INSTRUCTIONS FOR THE TASK: How many lines in the entries below contain the string "camera"? Case matters, so give only the number.

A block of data

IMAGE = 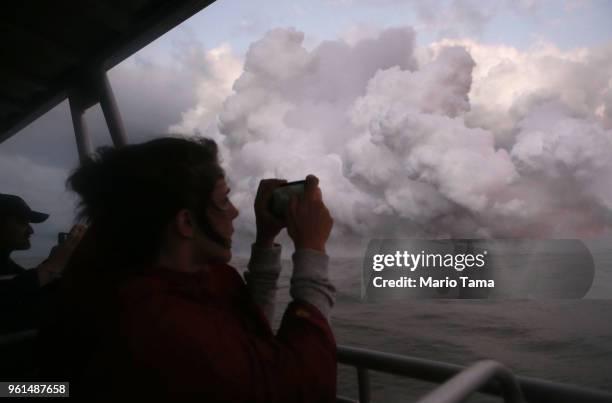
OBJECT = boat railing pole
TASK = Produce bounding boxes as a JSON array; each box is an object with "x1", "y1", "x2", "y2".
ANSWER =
[
  {"x1": 357, "y1": 367, "x2": 370, "y2": 403},
  {"x1": 68, "y1": 90, "x2": 92, "y2": 162},
  {"x1": 96, "y1": 70, "x2": 127, "y2": 148},
  {"x1": 417, "y1": 360, "x2": 525, "y2": 403}
]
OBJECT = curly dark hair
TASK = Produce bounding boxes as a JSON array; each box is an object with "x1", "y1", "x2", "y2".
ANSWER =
[{"x1": 68, "y1": 137, "x2": 224, "y2": 270}]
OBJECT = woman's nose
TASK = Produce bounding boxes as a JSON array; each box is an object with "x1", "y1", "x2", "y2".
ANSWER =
[{"x1": 232, "y1": 203, "x2": 240, "y2": 220}]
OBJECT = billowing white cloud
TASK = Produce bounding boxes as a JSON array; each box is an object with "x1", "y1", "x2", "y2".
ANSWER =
[{"x1": 171, "y1": 28, "x2": 612, "y2": 248}]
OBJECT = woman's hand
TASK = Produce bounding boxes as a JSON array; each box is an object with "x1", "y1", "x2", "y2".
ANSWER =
[
  {"x1": 255, "y1": 179, "x2": 287, "y2": 248},
  {"x1": 37, "y1": 224, "x2": 87, "y2": 286},
  {"x1": 287, "y1": 175, "x2": 334, "y2": 252}
]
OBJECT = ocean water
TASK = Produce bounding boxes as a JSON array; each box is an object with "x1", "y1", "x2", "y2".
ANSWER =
[
  {"x1": 14, "y1": 251, "x2": 612, "y2": 403},
  {"x1": 233, "y1": 249, "x2": 612, "y2": 403}
]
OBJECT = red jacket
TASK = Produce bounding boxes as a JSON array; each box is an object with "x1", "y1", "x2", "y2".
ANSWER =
[{"x1": 39, "y1": 265, "x2": 336, "y2": 403}]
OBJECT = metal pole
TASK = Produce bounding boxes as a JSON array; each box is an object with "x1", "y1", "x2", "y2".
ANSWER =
[
  {"x1": 68, "y1": 92, "x2": 92, "y2": 163},
  {"x1": 357, "y1": 367, "x2": 370, "y2": 403},
  {"x1": 98, "y1": 71, "x2": 127, "y2": 148},
  {"x1": 417, "y1": 360, "x2": 524, "y2": 403}
]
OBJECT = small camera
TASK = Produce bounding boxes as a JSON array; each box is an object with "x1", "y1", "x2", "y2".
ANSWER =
[
  {"x1": 268, "y1": 180, "x2": 306, "y2": 220},
  {"x1": 57, "y1": 232, "x2": 68, "y2": 245}
]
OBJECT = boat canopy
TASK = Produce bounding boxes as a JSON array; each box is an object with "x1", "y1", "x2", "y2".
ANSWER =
[{"x1": 0, "y1": 0, "x2": 214, "y2": 145}]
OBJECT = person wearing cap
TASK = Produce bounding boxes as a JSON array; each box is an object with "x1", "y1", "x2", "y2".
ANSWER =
[{"x1": 0, "y1": 193, "x2": 84, "y2": 332}]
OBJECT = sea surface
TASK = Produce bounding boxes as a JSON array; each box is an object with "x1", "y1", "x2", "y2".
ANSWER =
[
  {"x1": 233, "y1": 244, "x2": 612, "y2": 403},
  {"x1": 14, "y1": 243, "x2": 612, "y2": 403}
]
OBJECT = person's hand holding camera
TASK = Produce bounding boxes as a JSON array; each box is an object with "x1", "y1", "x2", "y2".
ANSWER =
[
  {"x1": 37, "y1": 224, "x2": 87, "y2": 286},
  {"x1": 287, "y1": 175, "x2": 334, "y2": 252},
  {"x1": 255, "y1": 179, "x2": 287, "y2": 248}
]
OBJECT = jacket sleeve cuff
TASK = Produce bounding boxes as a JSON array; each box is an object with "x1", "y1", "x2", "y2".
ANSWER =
[{"x1": 289, "y1": 249, "x2": 336, "y2": 318}]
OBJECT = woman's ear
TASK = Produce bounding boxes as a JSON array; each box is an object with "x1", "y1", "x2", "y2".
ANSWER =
[{"x1": 174, "y1": 209, "x2": 196, "y2": 239}]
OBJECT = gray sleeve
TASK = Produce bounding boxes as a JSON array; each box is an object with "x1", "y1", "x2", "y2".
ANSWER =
[
  {"x1": 244, "y1": 244, "x2": 281, "y2": 323},
  {"x1": 289, "y1": 249, "x2": 336, "y2": 319}
]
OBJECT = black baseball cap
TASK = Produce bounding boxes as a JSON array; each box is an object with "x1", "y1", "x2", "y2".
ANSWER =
[{"x1": 0, "y1": 193, "x2": 49, "y2": 224}]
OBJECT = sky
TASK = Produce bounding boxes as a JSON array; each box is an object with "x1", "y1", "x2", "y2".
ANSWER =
[{"x1": 0, "y1": 0, "x2": 612, "y2": 256}]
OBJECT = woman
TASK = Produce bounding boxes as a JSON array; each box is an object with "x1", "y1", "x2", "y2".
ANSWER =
[{"x1": 40, "y1": 138, "x2": 336, "y2": 402}]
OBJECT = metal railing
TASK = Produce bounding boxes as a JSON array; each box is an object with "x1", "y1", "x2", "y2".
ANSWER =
[
  {"x1": 337, "y1": 346, "x2": 612, "y2": 403},
  {"x1": 0, "y1": 330, "x2": 612, "y2": 403}
]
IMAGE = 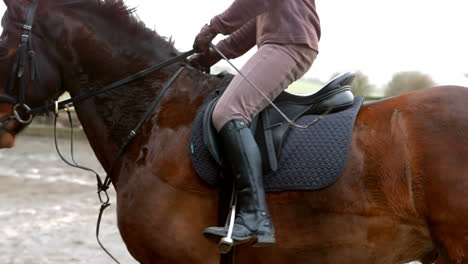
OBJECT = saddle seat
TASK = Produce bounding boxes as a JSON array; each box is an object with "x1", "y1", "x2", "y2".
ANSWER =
[{"x1": 203, "y1": 73, "x2": 355, "y2": 171}]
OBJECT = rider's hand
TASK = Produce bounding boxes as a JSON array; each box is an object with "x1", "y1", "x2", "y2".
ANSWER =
[
  {"x1": 193, "y1": 25, "x2": 219, "y2": 53},
  {"x1": 188, "y1": 48, "x2": 221, "y2": 73}
]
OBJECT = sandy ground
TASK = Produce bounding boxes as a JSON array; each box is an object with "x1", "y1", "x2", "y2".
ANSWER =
[{"x1": 0, "y1": 136, "x2": 137, "y2": 264}]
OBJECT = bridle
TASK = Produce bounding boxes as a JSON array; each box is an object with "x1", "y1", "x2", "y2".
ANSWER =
[
  {"x1": 0, "y1": 2, "x2": 39, "y2": 135},
  {"x1": 0, "y1": 2, "x2": 195, "y2": 263}
]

EXERCISE OUTPUT: 2